From the data below, pull out every line starting with the one that contains "[segment] reflection on water" and continuing through the one that contains "164L602 202L602 216L717", and reproduce them character for character.

- _DATA TO PROCESS_:
+++++

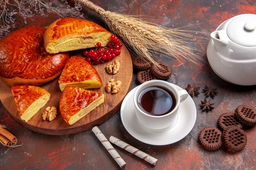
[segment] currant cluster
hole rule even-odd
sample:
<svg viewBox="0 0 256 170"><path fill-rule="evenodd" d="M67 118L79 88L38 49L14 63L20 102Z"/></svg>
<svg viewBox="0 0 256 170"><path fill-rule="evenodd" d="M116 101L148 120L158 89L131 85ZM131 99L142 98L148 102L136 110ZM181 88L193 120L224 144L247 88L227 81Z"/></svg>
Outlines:
<svg viewBox="0 0 256 170"><path fill-rule="evenodd" d="M112 35L111 40L108 44L107 46L101 46L101 43L96 43L95 49L91 49L89 51L83 52L83 55L86 57L85 60L90 64L98 64L108 62L121 53L121 48L123 43L116 36Z"/></svg>

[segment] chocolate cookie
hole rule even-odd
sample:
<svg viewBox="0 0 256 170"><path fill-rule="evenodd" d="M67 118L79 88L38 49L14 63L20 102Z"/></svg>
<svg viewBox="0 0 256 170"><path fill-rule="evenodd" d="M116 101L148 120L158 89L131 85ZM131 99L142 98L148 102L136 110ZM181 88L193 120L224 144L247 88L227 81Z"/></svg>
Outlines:
<svg viewBox="0 0 256 170"><path fill-rule="evenodd" d="M229 126L225 129L222 135L222 139L228 151L231 152L242 150L247 142L245 133L236 126Z"/></svg>
<svg viewBox="0 0 256 170"><path fill-rule="evenodd" d="M157 79L152 74L150 69L139 71L137 74L137 81L142 84L144 82L153 79Z"/></svg>
<svg viewBox="0 0 256 170"><path fill-rule="evenodd" d="M199 133L199 144L206 150L215 150L222 145L220 130L214 127L203 128Z"/></svg>
<svg viewBox="0 0 256 170"><path fill-rule="evenodd" d="M157 67L155 65L153 65L151 68L152 74L158 79L168 79L172 73L171 68L164 62L159 62L157 63L161 66L161 67Z"/></svg>
<svg viewBox="0 0 256 170"><path fill-rule="evenodd" d="M218 119L218 125L222 130L231 126L236 126L240 128L243 127L243 126L235 118L234 113L223 113L220 116Z"/></svg>
<svg viewBox="0 0 256 170"><path fill-rule="evenodd" d="M256 125L256 111L253 108L246 105L239 106L236 109L235 115L243 125L248 126Z"/></svg>
<svg viewBox="0 0 256 170"><path fill-rule="evenodd" d="M138 70L146 70L150 68L151 63L148 60L137 57L132 60L134 68Z"/></svg>

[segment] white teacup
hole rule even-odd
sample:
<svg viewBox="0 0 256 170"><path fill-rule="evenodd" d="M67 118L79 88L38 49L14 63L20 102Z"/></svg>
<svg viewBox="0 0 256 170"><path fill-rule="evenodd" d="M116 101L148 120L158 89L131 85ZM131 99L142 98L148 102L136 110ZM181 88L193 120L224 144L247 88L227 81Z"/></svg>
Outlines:
<svg viewBox="0 0 256 170"><path fill-rule="evenodd" d="M161 115L150 114L143 108L140 108L138 104L138 99L146 89L151 87L163 88L166 91L171 92L175 97L174 108L170 112ZM147 91L148 90L146 90ZM141 92L143 92L141 93ZM135 113L137 119L140 124L145 128L154 132L162 132L168 130L173 127L177 122L180 104L186 99L189 94L184 89L178 91L173 84L163 80L150 80L139 85L135 90L133 96L133 102L135 106ZM157 105L157 104L156 104ZM144 110L144 111L143 111Z"/></svg>

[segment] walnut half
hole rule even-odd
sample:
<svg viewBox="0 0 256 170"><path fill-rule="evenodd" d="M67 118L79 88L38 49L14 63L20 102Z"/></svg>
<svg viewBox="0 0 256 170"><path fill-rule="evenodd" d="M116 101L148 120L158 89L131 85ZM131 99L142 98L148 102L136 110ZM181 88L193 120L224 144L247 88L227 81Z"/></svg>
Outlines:
<svg viewBox="0 0 256 170"><path fill-rule="evenodd" d="M106 71L109 74L115 74L120 70L121 64L120 62L116 60L112 63L110 63L106 66Z"/></svg>
<svg viewBox="0 0 256 170"><path fill-rule="evenodd" d="M48 106L43 113L42 117L43 120L46 120L47 119L51 121L56 117L56 115L57 109L55 107Z"/></svg>
<svg viewBox="0 0 256 170"><path fill-rule="evenodd" d="M121 81L115 82L115 79L112 79L108 82L105 89L108 93L110 93L112 89L112 93L117 93L121 88L121 84L122 82Z"/></svg>

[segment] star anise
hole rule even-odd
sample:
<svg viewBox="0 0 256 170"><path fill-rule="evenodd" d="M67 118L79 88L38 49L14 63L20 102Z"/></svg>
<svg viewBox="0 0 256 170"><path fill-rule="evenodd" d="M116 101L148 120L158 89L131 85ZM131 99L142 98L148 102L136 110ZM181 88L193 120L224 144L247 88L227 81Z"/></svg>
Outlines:
<svg viewBox="0 0 256 170"><path fill-rule="evenodd" d="M206 110L206 111L208 112L214 108L212 106L214 104L211 103L211 99L207 101L206 98L205 98L204 100L203 101L201 101L201 103L202 104L200 105L200 106L201 106L201 108L202 108L203 111L204 111Z"/></svg>
<svg viewBox="0 0 256 170"><path fill-rule="evenodd" d="M207 97L209 96L211 96L211 97L213 98L215 97L215 95L219 93L217 91L217 88L213 88L211 86L210 86L210 87L208 87L207 85L205 85L205 87L202 90L205 93Z"/></svg>
<svg viewBox="0 0 256 170"><path fill-rule="evenodd" d="M187 91L188 93L191 95L192 97L194 96L195 95L198 95L200 94L198 91L200 89L200 87L195 87L195 84L193 86L188 84L188 87L185 88L185 90Z"/></svg>

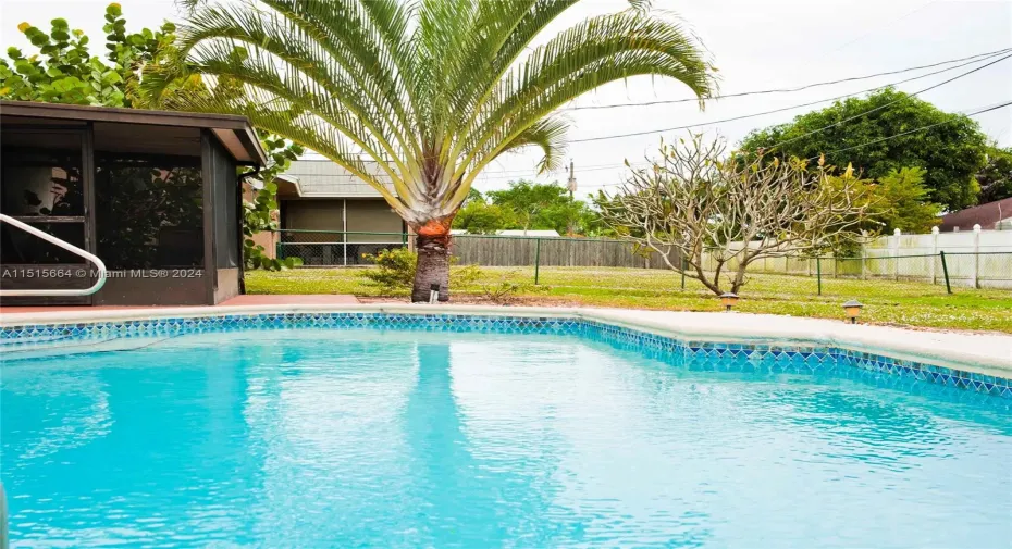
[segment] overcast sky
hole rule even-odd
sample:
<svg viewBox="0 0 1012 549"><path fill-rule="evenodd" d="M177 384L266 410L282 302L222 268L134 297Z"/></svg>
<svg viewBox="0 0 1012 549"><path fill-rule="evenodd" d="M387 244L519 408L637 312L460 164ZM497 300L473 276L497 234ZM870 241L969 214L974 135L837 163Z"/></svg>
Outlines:
<svg viewBox="0 0 1012 549"><path fill-rule="evenodd" d="M4 48L21 46L25 47L25 51L32 51L17 32L17 24L28 21L48 30L50 20L64 17L72 28L84 29L91 37L95 50L99 51L103 43L102 15L108 3L104 0L2 0L2 45ZM120 0L120 3L129 30L156 27L165 18L180 17L172 0ZM583 17L618 11L626 5L625 0L584 0L556 21L540 41ZM1012 48L1012 0L654 0L654 8L677 14L700 37L719 68L721 93L797 87ZM917 91L979 64L898 87L904 91ZM702 112L693 102L568 111L572 120L570 138L705 124L854 93L935 70L793 93L715 100L707 103ZM688 90L677 83L643 77L608 85L584 96L575 105L690 97ZM972 112L1012 101L1012 59L921 97L950 112ZM753 128L788 122L794 115L824 104L829 103L701 126L699 130L719 133L737 142ZM991 139L1001 146L1012 145L1012 107L986 113L976 120ZM579 194L614 186L621 177L619 166L625 159L641 162L644 154L656 149L661 136L671 138L679 134L666 132L573 142L569 152L577 166ZM539 154L531 151L499 160L479 177L476 186L480 190L489 190L505 187L510 179L532 178L538 158ZM565 183L566 177L566 174L557 173L541 180Z"/></svg>

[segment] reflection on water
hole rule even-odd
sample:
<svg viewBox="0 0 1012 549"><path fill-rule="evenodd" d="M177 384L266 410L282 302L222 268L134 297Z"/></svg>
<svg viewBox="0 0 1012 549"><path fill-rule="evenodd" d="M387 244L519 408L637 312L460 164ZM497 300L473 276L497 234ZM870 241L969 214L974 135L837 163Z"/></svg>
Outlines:
<svg viewBox="0 0 1012 549"><path fill-rule="evenodd" d="M109 394L94 372L70 374L40 369L4 372L3 409L17 410L36 428L7 444L3 452L32 461L92 442L109 434ZM7 417L4 417L7 420Z"/></svg>
<svg viewBox="0 0 1012 549"><path fill-rule="evenodd" d="M14 547L1012 535L1012 417L945 388L689 372L561 337L303 330L5 365L0 389Z"/></svg>

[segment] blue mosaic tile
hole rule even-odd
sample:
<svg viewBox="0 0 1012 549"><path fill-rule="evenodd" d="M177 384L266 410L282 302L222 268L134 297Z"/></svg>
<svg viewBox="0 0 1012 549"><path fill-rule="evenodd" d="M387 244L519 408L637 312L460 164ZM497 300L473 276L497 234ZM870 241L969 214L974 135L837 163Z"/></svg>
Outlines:
<svg viewBox="0 0 1012 549"><path fill-rule="evenodd" d="M851 349L683 340L622 326L553 316L402 313L263 313L0 328L0 352L111 338L147 338L244 329L397 329L578 336L689 370L875 375L893 384L938 384L1012 399L1012 380Z"/></svg>

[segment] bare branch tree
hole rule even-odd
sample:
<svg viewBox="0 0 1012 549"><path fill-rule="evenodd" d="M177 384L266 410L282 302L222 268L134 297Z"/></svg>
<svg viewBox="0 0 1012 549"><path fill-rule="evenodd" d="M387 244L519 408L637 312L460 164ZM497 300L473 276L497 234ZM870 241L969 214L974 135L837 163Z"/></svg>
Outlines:
<svg viewBox="0 0 1012 549"><path fill-rule="evenodd" d="M652 164L602 202L602 216L717 295L737 294L755 261L823 247L868 212L857 180L829 177L822 160L810 169L797 159L726 154L726 141L696 135L662 145Z"/></svg>

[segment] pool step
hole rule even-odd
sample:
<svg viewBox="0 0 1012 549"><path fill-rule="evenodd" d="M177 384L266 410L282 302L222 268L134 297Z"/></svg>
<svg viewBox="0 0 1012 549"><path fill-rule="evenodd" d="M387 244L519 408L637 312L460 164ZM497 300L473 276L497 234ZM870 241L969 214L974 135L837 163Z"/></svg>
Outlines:
<svg viewBox="0 0 1012 549"><path fill-rule="evenodd" d="M71 339L69 336L18 338L17 341L0 342L3 362L48 357L66 357L91 352L129 351L148 347L172 336L122 337L110 335L94 339Z"/></svg>

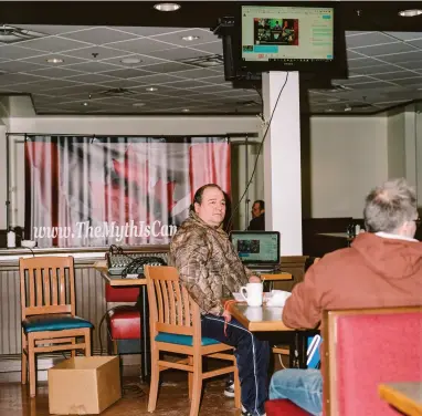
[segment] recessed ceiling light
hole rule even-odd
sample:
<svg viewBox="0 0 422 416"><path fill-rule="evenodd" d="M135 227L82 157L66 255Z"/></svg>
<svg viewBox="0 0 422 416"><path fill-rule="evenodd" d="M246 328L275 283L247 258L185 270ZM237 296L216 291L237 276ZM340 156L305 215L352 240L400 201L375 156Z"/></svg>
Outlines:
<svg viewBox="0 0 422 416"><path fill-rule="evenodd" d="M154 4L154 9L158 11L176 11L180 9L180 4L178 3L157 3Z"/></svg>
<svg viewBox="0 0 422 416"><path fill-rule="evenodd" d="M129 63L129 64L135 64L135 63L140 63L143 62L139 58L124 58L120 60L122 63Z"/></svg>
<svg viewBox="0 0 422 416"><path fill-rule="evenodd" d="M422 14L421 9L409 9L409 10L399 11L399 15L401 15L402 18L414 18L415 15L420 15L420 14Z"/></svg>
<svg viewBox="0 0 422 416"><path fill-rule="evenodd" d="M187 42L196 41L198 39L200 39L200 37L196 37L196 35L189 35L189 37L183 37L182 38L182 40L187 41Z"/></svg>
<svg viewBox="0 0 422 416"><path fill-rule="evenodd" d="M49 58L45 61L49 63L63 63L64 62L64 60L62 60L61 58Z"/></svg>

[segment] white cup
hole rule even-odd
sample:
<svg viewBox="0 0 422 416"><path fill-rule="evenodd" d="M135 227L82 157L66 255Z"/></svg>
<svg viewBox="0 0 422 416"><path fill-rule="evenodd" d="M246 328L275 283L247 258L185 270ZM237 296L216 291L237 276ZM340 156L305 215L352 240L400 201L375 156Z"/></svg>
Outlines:
<svg viewBox="0 0 422 416"><path fill-rule="evenodd" d="M263 297L262 283L247 283L241 288L241 294L249 306L261 306Z"/></svg>

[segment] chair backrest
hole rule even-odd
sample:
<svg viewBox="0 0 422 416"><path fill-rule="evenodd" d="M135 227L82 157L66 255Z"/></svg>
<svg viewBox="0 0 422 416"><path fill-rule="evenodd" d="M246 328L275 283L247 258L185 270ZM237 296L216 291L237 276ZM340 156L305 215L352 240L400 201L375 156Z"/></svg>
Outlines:
<svg viewBox="0 0 422 416"><path fill-rule="evenodd" d="M73 257L19 259L22 320L29 315L75 315Z"/></svg>
<svg viewBox="0 0 422 416"><path fill-rule="evenodd" d="M139 297L139 288L105 285L106 302L136 302Z"/></svg>
<svg viewBox="0 0 422 416"><path fill-rule="evenodd" d="M176 268L146 266L151 337L158 332L192 335L200 340L199 306L180 284Z"/></svg>
<svg viewBox="0 0 422 416"><path fill-rule="evenodd" d="M397 415L378 394L422 374L422 306L328 311L325 415Z"/></svg>

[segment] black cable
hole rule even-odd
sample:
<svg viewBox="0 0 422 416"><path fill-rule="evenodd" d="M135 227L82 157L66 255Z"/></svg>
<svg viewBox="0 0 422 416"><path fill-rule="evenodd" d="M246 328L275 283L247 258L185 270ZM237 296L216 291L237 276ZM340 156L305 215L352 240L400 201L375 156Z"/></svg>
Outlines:
<svg viewBox="0 0 422 416"><path fill-rule="evenodd" d="M238 205L235 206L235 208L234 208L233 211L232 211L232 215L231 215L230 218L229 218L228 226L226 226L226 229L225 229L226 232L230 231L230 228L231 228L231 226L232 226L232 219L233 219L233 216L234 216L234 214L239 210L239 207L240 207L240 205L241 205L243 198L245 197L245 195L246 195L246 193L247 193L247 189L249 189L249 187L250 187L250 185L251 185L251 183L252 183L252 179L253 179L253 177L255 176L255 171L256 171L256 167L257 167L257 160L259 160L259 157L260 157L260 155L261 155L261 150L262 150L262 147L263 147L263 145L264 145L264 142L265 142L265 138L266 138L266 134L268 133L268 129L270 129L270 126L271 126L271 122L272 122L272 119L273 119L273 117L274 117L274 114L275 114L275 111L276 111L276 108L277 108L279 97L282 96L282 93L283 93L283 91L284 91L284 87L285 87L286 84L287 84L287 80L288 80L288 72L286 73L286 79L285 79L285 81L284 81L283 86L282 86L281 90L279 90L279 93L278 93L277 100L276 100L276 102L275 102L273 112L271 113L271 116L270 116L270 119L268 119L268 125L266 126L266 129L265 129L264 135L263 135L263 137L262 137L262 141L261 141L261 143L260 143L260 147L259 147L259 149L257 149L257 155L256 155L256 157L255 157L255 163L254 163L254 166L253 166L253 170L252 170L251 178L250 178L250 180L249 180L249 183L247 183L247 185L246 185L246 189L245 189L245 191L243 193L243 195L242 195L241 198L239 199Z"/></svg>

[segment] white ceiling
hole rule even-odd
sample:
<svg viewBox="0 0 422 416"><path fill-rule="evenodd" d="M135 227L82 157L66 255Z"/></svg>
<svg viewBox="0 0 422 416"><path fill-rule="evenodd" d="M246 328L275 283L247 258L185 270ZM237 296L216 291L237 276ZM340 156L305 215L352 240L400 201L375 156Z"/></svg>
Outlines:
<svg viewBox="0 0 422 416"><path fill-rule="evenodd" d="M44 35L0 43L0 93L31 94L39 114L259 114L254 90L224 81L209 29L25 25ZM186 41L188 35L199 37ZM374 113L422 98L422 32L347 32L349 79L312 90L312 113ZM63 63L49 63L48 59ZM126 58L140 63L125 64ZM201 67L192 60L217 61ZM154 92L148 87L156 87ZM122 90L118 90L122 89Z"/></svg>

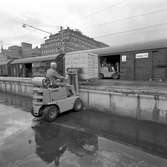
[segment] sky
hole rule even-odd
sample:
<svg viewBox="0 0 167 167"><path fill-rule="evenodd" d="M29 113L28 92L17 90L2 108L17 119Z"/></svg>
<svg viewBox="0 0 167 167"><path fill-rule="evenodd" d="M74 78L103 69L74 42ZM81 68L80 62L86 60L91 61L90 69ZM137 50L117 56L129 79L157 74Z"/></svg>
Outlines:
<svg viewBox="0 0 167 167"><path fill-rule="evenodd" d="M59 26L110 46L167 39L166 0L0 0L0 43L40 46Z"/></svg>

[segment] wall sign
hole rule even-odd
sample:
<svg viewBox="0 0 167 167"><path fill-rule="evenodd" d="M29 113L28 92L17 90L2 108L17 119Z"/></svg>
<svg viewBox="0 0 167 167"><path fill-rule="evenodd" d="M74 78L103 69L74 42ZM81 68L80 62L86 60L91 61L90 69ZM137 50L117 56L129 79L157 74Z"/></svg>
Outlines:
<svg viewBox="0 0 167 167"><path fill-rule="evenodd" d="M126 61L126 55L122 55L122 62Z"/></svg>
<svg viewBox="0 0 167 167"><path fill-rule="evenodd" d="M136 54L136 59L144 59L144 58L148 58L148 52Z"/></svg>

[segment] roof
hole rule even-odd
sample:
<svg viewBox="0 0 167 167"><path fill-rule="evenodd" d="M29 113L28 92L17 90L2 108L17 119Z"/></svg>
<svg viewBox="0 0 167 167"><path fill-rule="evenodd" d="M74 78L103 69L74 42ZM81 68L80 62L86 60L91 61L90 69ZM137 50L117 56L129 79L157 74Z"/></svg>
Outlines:
<svg viewBox="0 0 167 167"><path fill-rule="evenodd" d="M56 57L57 57L58 55L59 55L59 54L16 59L16 60L14 60L11 64L20 64L20 63L32 63L32 62L48 61L48 60L56 59Z"/></svg>
<svg viewBox="0 0 167 167"><path fill-rule="evenodd" d="M6 61L2 61L0 62L0 65L6 65L8 64L9 62L11 62L12 60L6 60Z"/></svg>
<svg viewBox="0 0 167 167"><path fill-rule="evenodd" d="M134 43L134 44L125 44L125 45L116 45L111 47L83 50L83 51L74 51L69 52L68 54L81 54L81 53L95 53L97 55L105 56L111 54L120 54L132 51L142 51L142 50L153 50L167 48L167 40L157 40L157 41L148 41L143 43Z"/></svg>

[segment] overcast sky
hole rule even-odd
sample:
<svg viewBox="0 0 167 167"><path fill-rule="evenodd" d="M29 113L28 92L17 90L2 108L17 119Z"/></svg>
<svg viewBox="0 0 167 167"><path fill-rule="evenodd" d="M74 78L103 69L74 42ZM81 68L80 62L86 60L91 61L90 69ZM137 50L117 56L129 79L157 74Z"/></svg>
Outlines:
<svg viewBox="0 0 167 167"><path fill-rule="evenodd" d="M0 0L0 21L5 47L44 42L47 34L22 28L23 23L52 33L57 26L69 26L112 46L166 39L167 1Z"/></svg>

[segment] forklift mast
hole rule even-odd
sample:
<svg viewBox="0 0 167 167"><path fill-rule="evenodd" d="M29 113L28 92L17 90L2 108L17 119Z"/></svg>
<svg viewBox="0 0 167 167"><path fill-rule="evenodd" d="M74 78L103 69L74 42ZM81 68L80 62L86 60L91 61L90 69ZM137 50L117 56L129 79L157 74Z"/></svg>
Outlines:
<svg viewBox="0 0 167 167"><path fill-rule="evenodd" d="M78 68L68 68L67 69L69 84L74 86L76 95L79 95L79 82L78 82L78 71L79 70L80 69Z"/></svg>

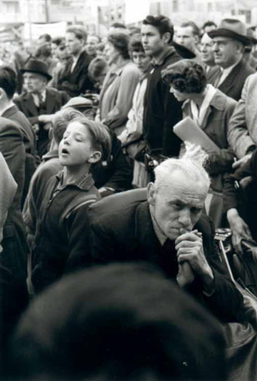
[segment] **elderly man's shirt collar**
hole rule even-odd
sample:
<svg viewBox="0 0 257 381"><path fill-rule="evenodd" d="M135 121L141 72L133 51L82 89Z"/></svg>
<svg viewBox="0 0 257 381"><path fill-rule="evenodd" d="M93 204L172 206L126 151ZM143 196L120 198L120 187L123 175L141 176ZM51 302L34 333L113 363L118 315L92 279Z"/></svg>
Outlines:
<svg viewBox="0 0 257 381"><path fill-rule="evenodd" d="M156 221L154 217L154 216L153 215L153 213L152 210L151 210L151 207L150 207L150 206L149 206L149 210L150 210L150 215L151 215L151 219L152 220L154 233L155 233L155 235L158 238L158 240L159 241L161 246L163 246L167 239L167 237L166 237L166 236L165 235L165 234L163 232L163 231L161 230L160 228L158 225L158 223L157 221Z"/></svg>
<svg viewBox="0 0 257 381"><path fill-rule="evenodd" d="M173 46L169 46L167 49L164 50L163 53L158 57L157 60L155 60L154 58L152 58L152 64L154 66L160 66L163 65L166 59L175 51L175 50Z"/></svg>

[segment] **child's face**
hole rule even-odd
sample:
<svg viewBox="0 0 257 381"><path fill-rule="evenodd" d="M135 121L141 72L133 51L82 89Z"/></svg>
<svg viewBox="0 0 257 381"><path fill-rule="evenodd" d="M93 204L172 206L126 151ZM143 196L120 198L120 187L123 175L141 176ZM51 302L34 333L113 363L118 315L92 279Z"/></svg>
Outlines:
<svg viewBox="0 0 257 381"><path fill-rule="evenodd" d="M60 164L66 167L81 166L88 162L93 152L87 127L79 122L70 123L59 145Z"/></svg>

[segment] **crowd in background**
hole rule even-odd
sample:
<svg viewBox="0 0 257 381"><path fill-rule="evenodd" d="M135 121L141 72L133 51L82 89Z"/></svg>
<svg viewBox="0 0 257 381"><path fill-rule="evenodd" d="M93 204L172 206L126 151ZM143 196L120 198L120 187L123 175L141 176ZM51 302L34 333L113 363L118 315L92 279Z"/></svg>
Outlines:
<svg viewBox="0 0 257 381"><path fill-rule="evenodd" d="M0 50L4 377L104 380L116 379L118 374L117 379L135 380L225 379L224 344L215 319L240 321L243 301L219 263L212 244L213 226L231 229L239 253L242 240L254 244L257 239L254 28L227 18L218 25L188 20L174 30L169 18L149 15L140 28L115 23L102 38L73 25L65 36L46 34L35 43L33 48L15 43L12 54ZM187 155L191 158L184 158ZM169 158L174 157L181 164ZM179 171L184 174L177 182L172 174ZM240 181L249 176L245 197ZM173 181L176 195L174 201L172 195L172 223L182 222L174 227L179 232L171 237L166 193L158 201L162 204L156 201L166 181L170 187ZM121 193L133 189L139 193L122 198ZM112 198L116 194L121 198ZM130 198L135 194L139 197L136 202ZM148 203L135 211L134 205L146 198ZM187 204L192 205L190 215L177 216ZM139 219L135 226L134 217ZM149 238L152 235L160 246L152 253L156 244ZM170 253L181 252L185 244L186 250L197 248L199 263L181 270L179 260L169 262L168 240ZM138 261L157 265L165 278L192 293L208 312L173 289L153 268L107 266ZM104 266L76 273L94 264ZM174 295L177 315L167 301L169 293ZM138 303L132 297L136 294ZM62 295L67 296L63 303ZM34 304L10 341L32 300ZM136 323L131 311L138 314ZM41 321L41 316L45 319ZM201 319L204 323L199 326ZM86 321L92 331L82 328ZM178 325L172 330L174 321ZM191 323L196 332L185 329ZM94 330L101 333L95 335L98 341L88 339ZM137 333L137 344L132 338L127 341ZM128 343L125 357L119 353L123 337ZM86 346L80 343L83 340L88 341ZM102 341L105 348L110 345L104 352L108 361L99 354ZM146 343L152 350L145 358L140 349L147 352ZM90 355L82 356L80 350ZM153 371L151 363L158 369ZM102 373L96 372L101 366ZM136 371L130 375L132 368Z"/></svg>

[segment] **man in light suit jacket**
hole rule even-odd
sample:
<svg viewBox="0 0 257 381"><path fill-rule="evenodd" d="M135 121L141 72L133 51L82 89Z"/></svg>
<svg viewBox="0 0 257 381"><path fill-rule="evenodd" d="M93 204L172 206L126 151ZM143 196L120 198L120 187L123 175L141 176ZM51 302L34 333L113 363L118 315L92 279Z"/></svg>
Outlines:
<svg viewBox="0 0 257 381"><path fill-rule="evenodd" d="M76 97L92 89L88 73L92 57L85 50L87 35L82 27L70 26L66 31L66 37L67 51L72 58L60 72L57 89L70 97Z"/></svg>
<svg viewBox="0 0 257 381"><path fill-rule="evenodd" d="M3 324L0 340L3 339L5 345L28 303L26 283L28 249L21 210L25 169L23 137L16 124L2 117L0 152L18 185L4 225L0 253L0 320Z"/></svg>
<svg viewBox="0 0 257 381"><path fill-rule="evenodd" d="M27 194L30 179L36 170L36 140L32 126L13 102L17 88L15 72L9 66L0 66L0 116L12 120L20 128L26 152L25 183L22 203Z"/></svg>
<svg viewBox="0 0 257 381"><path fill-rule="evenodd" d="M25 91L14 100L34 126L40 157L48 150L52 114L58 111L69 99L64 92L46 87L48 81L52 78L47 70L47 65L40 60L29 60L21 70Z"/></svg>
<svg viewBox="0 0 257 381"><path fill-rule="evenodd" d="M210 184L201 161L189 154L163 161L146 201L145 190L136 189L90 207L92 258L102 264L150 262L220 319L233 321L242 298L219 259L213 226L201 216Z"/></svg>
<svg viewBox="0 0 257 381"><path fill-rule="evenodd" d="M227 18L208 34L213 39L215 62L219 69L215 67L210 70L207 82L238 101L245 79L255 72L243 57L244 47L250 42L246 28L238 20Z"/></svg>
<svg viewBox="0 0 257 381"><path fill-rule="evenodd" d="M257 74L253 74L245 81L241 99L229 124L229 142L239 159L235 168L246 162L257 145L256 98Z"/></svg>

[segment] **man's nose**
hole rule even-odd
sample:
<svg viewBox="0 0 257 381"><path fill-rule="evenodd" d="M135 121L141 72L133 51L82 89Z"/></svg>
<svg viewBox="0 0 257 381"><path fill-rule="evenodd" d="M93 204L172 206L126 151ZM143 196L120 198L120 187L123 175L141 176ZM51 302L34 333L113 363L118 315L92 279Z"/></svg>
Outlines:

+++++

- _THE OUTPUT_:
[segment] reflection on water
hole rule even-odd
sample:
<svg viewBox="0 0 1012 549"><path fill-rule="evenodd" d="M177 384L266 410L282 302L222 268L134 297Z"/></svg>
<svg viewBox="0 0 1012 549"><path fill-rule="evenodd" d="M387 244L519 408L637 312L460 164ZM497 300L473 276L497 234ZM870 241L969 214L974 135L837 163Z"/></svg>
Outlines:
<svg viewBox="0 0 1012 549"><path fill-rule="evenodd" d="M109 394L94 372L70 374L40 369L4 372L3 409L17 410L36 428L7 444L3 452L32 461L92 442L109 434ZM7 417L4 417L7 420Z"/></svg>
<svg viewBox="0 0 1012 549"><path fill-rule="evenodd" d="M14 547L1012 535L1012 417L945 388L689 372L561 337L303 330L5 365L0 389Z"/></svg>

[segment] blue mosaic tile
hole rule even-odd
sample:
<svg viewBox="0 0 1012 549"><path fill-rule="evenodd" d="M177 384L266 410L282 302L222 268L134 297Z"/></svg>
<svg viewBox="0 0 1012 549"><path fill-rule="evenodd" d="M387 244L519 408L637 312L460 164ZM497 300L473 276L497 234ZM870 241L969 214L974 135L837 163Z"/></svg>
Outlines:
<svg viewBox="0 0 1012 549"><path fill-rule="evenodd" d="M851 349L683 340L622 326L553 316L402 313L263 313L0 328L0 352L111 338L147 338L244 329L397 329L578 336L689 370L875 375L893 384L938 384L1012 399L1012 380Z"/></svg>

[segment] bare branch tree
hole rule even-odd
sample:
<svg viewBox="0 0 1012 549"><path fill-rule="evenodd" d="M177 384L266 410L282 302L222 268L134 297Z"/></svg>
<svg viewBox="0 0 1012 549"><path fill-rule="evenodd" d="M387 244L519 408L637 312L460 164ZM497 300L473 276L497 234ZM870 241L969 214L974 135L837 163Z"/></svg>
Outlines:
<svg viewBox="0 0 1012 549"><path fill-rule="evenodd" d="M652 164L602 202L602 216L717 295L737 294L755 261L823 247L868 212L857 180L829 177L822 160L810 169L797 159L726 154L726 141L696 135L662 145Z"/></svg>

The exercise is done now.